Data to use section start

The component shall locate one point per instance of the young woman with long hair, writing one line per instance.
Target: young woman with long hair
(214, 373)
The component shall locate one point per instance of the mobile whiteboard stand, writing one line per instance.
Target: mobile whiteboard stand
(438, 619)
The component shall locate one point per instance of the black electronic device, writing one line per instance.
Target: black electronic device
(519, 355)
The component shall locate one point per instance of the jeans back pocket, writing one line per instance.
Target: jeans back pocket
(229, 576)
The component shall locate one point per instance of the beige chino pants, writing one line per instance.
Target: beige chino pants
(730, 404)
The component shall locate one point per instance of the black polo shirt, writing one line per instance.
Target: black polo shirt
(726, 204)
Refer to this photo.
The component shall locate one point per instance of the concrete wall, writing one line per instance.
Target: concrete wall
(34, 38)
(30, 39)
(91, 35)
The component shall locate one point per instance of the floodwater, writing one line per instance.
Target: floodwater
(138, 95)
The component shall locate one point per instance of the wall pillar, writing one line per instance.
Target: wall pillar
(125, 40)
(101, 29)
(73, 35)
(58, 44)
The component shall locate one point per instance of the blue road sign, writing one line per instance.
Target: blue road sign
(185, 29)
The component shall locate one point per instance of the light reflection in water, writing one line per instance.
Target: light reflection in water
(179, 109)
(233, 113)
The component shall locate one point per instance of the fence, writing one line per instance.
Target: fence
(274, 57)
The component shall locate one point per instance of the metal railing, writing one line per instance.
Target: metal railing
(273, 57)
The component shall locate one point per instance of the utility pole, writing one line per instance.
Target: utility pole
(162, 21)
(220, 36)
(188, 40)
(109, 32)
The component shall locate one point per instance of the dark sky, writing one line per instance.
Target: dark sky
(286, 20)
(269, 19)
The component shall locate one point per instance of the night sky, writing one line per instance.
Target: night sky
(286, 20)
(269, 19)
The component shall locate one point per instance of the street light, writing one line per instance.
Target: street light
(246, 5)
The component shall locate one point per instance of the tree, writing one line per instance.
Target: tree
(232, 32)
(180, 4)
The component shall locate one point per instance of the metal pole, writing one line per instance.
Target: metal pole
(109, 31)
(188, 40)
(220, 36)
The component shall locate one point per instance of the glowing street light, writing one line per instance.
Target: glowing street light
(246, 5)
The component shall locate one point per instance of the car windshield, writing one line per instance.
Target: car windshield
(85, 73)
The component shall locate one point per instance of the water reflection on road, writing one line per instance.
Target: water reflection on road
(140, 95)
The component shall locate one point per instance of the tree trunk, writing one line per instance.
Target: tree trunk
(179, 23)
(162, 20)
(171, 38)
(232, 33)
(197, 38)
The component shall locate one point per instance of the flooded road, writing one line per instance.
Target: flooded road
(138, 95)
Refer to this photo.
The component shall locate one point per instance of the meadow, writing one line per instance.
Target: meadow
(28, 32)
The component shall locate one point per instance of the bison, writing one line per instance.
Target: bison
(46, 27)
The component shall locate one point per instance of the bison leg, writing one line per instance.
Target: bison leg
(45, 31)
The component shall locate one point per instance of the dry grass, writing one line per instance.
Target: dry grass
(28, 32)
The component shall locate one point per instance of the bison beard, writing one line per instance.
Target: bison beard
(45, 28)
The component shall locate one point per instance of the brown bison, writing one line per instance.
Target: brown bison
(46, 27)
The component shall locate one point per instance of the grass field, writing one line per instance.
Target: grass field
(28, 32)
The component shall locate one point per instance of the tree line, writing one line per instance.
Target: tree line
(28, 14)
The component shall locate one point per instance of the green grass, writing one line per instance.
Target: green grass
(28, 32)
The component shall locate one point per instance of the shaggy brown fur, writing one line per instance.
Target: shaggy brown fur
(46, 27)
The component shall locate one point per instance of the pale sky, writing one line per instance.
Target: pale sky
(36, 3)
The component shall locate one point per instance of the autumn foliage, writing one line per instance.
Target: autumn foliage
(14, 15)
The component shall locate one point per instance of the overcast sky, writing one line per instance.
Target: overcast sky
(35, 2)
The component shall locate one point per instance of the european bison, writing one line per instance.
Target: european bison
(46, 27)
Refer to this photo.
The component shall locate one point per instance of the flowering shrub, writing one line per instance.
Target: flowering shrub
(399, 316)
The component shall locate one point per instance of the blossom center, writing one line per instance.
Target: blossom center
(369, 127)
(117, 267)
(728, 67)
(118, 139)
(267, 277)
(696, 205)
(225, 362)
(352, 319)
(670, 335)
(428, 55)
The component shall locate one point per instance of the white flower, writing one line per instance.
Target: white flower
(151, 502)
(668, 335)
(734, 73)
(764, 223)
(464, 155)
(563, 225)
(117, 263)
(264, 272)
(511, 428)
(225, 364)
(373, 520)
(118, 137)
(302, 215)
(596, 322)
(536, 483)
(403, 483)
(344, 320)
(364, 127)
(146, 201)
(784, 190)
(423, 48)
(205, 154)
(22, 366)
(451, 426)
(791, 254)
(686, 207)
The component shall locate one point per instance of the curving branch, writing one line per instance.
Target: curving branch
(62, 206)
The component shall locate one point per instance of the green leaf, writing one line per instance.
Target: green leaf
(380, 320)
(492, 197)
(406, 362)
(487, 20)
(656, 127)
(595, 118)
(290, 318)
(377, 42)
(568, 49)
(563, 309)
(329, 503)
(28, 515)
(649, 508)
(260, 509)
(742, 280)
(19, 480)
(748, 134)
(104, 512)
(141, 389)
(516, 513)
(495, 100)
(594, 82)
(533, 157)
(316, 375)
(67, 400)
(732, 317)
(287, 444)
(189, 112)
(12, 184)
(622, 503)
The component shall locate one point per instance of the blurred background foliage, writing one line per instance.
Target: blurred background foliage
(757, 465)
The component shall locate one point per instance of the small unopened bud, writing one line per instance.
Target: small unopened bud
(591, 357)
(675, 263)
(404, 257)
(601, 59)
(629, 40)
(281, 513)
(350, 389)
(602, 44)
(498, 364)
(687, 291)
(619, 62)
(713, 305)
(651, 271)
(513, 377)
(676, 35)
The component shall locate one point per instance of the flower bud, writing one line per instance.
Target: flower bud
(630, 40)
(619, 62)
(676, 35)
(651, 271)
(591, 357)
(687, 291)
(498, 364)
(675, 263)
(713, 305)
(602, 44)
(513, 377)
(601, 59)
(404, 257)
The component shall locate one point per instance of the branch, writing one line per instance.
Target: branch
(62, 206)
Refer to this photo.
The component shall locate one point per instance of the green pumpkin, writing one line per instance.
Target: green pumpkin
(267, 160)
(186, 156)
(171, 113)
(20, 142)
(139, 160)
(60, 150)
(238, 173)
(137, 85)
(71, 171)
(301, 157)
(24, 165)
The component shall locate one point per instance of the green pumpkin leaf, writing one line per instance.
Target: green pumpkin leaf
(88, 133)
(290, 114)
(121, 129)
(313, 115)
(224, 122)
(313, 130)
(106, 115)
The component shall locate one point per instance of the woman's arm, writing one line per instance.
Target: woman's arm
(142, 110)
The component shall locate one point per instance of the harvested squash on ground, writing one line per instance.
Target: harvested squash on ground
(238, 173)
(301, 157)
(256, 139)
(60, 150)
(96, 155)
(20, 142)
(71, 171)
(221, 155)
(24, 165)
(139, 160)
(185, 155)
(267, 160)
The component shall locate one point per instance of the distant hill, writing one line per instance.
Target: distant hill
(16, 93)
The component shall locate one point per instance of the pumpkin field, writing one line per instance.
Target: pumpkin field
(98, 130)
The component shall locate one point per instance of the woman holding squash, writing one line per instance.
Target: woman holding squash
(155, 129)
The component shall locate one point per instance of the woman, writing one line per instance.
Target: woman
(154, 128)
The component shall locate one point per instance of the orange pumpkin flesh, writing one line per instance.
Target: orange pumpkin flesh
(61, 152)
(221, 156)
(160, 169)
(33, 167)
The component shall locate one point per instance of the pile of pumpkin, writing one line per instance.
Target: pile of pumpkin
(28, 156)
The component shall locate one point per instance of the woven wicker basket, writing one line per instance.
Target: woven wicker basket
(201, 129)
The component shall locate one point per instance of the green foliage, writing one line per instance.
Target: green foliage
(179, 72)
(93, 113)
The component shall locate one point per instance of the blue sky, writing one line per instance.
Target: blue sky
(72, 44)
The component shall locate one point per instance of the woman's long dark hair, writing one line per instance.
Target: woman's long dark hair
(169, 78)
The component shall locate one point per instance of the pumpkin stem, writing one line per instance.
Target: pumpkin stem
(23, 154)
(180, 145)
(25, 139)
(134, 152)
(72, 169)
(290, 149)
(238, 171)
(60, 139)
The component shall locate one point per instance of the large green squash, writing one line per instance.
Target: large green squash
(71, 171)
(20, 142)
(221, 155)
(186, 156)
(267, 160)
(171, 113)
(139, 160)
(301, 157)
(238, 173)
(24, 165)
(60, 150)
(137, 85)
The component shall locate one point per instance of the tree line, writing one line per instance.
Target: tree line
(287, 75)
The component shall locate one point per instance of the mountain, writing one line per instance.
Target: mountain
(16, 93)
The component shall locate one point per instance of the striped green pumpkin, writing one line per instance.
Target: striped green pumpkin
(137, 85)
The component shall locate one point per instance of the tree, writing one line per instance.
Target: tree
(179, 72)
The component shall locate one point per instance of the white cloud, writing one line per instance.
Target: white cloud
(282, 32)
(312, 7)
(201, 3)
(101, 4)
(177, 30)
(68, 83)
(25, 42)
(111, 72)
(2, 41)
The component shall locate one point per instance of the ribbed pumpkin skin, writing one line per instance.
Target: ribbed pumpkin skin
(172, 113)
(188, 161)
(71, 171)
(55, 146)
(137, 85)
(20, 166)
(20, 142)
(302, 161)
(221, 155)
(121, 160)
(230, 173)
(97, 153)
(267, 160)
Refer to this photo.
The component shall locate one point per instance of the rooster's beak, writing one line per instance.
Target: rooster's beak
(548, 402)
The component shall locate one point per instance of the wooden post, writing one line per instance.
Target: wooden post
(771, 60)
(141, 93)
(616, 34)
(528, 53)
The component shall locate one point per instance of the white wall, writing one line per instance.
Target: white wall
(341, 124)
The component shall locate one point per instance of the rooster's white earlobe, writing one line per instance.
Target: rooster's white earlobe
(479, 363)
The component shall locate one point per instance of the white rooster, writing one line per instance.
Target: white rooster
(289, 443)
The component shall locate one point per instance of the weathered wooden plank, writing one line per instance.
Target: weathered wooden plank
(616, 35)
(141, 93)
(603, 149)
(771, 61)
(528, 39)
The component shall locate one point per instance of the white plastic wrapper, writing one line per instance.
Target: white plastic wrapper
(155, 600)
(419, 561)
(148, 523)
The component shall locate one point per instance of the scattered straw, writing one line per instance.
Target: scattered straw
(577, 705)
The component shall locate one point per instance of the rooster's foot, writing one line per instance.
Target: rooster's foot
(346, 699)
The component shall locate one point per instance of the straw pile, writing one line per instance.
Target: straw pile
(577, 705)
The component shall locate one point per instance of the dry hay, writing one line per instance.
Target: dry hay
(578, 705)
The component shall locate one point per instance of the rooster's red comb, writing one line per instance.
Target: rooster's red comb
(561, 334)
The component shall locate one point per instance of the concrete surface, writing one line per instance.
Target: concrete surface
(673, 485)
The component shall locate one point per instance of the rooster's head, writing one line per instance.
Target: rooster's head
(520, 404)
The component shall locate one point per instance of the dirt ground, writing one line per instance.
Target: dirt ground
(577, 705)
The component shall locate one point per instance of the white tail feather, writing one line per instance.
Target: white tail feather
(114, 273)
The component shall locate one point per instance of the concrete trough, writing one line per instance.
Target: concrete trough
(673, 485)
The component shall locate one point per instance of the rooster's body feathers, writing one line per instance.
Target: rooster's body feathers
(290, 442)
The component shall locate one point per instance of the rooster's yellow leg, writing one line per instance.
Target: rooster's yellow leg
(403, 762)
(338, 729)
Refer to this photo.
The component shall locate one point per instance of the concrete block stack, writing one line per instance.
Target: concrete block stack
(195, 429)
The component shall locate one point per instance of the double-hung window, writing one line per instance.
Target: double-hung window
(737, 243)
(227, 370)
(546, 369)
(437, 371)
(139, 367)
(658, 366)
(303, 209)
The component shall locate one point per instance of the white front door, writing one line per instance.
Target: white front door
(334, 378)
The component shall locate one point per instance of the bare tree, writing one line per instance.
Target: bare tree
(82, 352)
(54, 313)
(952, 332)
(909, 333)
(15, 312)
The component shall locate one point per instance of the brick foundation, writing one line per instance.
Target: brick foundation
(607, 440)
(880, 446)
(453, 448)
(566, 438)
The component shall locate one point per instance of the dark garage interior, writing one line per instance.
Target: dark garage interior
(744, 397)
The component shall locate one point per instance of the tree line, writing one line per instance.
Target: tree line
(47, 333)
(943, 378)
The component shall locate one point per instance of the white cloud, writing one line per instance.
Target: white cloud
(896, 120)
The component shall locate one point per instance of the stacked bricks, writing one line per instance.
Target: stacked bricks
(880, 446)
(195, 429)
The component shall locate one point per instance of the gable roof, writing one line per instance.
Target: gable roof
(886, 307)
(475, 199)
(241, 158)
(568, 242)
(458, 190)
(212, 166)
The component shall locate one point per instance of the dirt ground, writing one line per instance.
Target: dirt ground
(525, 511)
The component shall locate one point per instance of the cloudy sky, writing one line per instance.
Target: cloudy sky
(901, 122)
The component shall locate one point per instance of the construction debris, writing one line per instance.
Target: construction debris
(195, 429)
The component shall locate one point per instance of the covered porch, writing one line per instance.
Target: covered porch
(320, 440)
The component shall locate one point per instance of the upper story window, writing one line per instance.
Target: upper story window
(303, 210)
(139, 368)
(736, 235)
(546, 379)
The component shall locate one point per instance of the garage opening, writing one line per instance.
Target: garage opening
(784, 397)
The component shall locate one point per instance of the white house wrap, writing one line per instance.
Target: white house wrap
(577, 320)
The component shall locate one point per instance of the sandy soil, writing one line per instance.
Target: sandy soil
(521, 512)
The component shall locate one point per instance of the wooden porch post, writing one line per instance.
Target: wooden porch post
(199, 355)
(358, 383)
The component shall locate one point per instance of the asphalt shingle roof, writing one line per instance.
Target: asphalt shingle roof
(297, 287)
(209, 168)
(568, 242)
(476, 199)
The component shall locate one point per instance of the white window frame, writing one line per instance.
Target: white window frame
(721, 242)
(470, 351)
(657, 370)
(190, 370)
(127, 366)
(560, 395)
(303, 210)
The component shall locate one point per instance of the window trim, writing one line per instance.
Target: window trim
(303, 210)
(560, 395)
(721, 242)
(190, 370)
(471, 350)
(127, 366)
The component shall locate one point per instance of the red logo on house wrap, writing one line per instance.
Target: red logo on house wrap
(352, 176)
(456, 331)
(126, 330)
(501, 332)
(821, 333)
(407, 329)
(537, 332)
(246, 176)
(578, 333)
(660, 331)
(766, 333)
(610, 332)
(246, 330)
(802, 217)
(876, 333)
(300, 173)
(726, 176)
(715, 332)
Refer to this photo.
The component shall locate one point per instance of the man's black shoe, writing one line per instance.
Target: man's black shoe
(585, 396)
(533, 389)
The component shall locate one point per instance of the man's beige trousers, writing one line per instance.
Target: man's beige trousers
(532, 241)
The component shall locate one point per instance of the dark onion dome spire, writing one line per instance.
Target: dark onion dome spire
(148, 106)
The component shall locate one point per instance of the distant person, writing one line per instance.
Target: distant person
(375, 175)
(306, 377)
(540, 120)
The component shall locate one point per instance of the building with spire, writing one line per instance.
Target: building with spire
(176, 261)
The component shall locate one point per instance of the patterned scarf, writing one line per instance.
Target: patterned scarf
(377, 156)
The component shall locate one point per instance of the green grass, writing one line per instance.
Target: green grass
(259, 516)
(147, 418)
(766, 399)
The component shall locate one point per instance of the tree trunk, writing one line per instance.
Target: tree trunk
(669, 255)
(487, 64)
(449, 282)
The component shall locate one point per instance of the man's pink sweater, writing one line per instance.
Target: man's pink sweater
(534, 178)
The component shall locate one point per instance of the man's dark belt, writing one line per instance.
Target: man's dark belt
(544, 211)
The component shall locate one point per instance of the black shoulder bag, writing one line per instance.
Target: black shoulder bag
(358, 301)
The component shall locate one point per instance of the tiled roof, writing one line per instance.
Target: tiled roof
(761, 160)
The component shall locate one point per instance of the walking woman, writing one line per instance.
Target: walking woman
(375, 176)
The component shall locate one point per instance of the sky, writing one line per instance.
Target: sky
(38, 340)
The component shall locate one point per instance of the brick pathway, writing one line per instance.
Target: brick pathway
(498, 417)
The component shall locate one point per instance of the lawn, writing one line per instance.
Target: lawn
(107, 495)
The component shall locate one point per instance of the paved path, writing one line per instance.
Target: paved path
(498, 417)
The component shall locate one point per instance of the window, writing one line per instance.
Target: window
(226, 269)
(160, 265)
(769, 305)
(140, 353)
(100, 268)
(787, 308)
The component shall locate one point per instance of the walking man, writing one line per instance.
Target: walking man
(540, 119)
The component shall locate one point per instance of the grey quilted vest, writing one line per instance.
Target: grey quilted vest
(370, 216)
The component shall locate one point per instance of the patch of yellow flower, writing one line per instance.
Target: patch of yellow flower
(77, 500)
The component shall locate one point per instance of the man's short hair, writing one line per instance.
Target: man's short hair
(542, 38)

Data to use section end

**Your instructions:** Above are the entries. Output exactly the lines beginning with the line that has "The component shall locate one point per instance of the shaggy" and ending with the line that has "The component shall locate one point per instance of the small".

**Written response:**
The component shall locate one point per instance of the shaggy brown fur, writing one line per instance.
Target: shaggy brown fur
(46, 27)
The component shall locate one point per instance of the pale sky, writing one line per instance.
Target: pale sky
(36, 3)
The component shall locate one point per instance of the autumn foliage, writing one line per instance.
Target: autumn foliage
(14, 15)
The component shall locate one point per instance of the overcast sky, writing one line per instance.
Target: overcast sky
(35, 2)
The component shall locate one point per instance of the european bison, writing one line per instance.
Target: european bison
(46, 27)
Refer to this photo.
The component shall locate one point per instance of the flowering shrub, writing one line per instance.
Target: flowering shrub
(399, 316)
The component shall locate one point per instance of the blossom center, writing one line per instance.
Target: blossom center
(369, 127)
(117, 267)
(728, 67)
(118, 139)
(267, 277)
(696, 205)
(225, 362)
(352, 319)
(670, 335)
(428, 55)
The component shall locate one point per instance of the white flower, writing one line per instance.
Target: white flower
(151, 502)
(668, 335)
(734, 73)
(764, 223)
(464, 155)
(563, 225)
(117, 263)
(264, 272)
(511, 428)
(225, 364)
(373, 520)
(118, 137)
(302, 215)
(596, 322)
(536, 483)
(403, 483)
(344, 320)
(364, 127)
(146, 201)
(784, 190)
(423, 48)
(205, 154)
(22, 366)
(451, 426)
(791, 254)
(686, 207)
The component shall locate one point per instance of the curving branch, writing one line per instance.
Target: curving branch
(62, 206)
The component shall locate one point per instance of the green leaf, writing one line per instance.
Target: green leaf
(380, 320)
(492, 197)
(406, 362)
(487, 20)
(656, 127)
(595, 118)
(290, 318)
(377, 42)
(568, 49)
(563, 309)
(329, 503)
(28, 515)
(649, 508)
(260, 509)
(742, 280)
(19, 480)
(748, 134)
(104, 512)
(141, 389)
(516, 513)
(495, 100)
(594, 82)
(533, 157)
(316, 375)
(67, 400)
(732, 317)
(287, 444)
(189, 112)
(12, 184)
(622, 503)
The component shall locate one point per instance of the blurred background foliage, writing one line per instance.
Target: blurred background foliage
(757, 465)
The component shall locate one point per instance of the small unopened bud, writing one line per instance.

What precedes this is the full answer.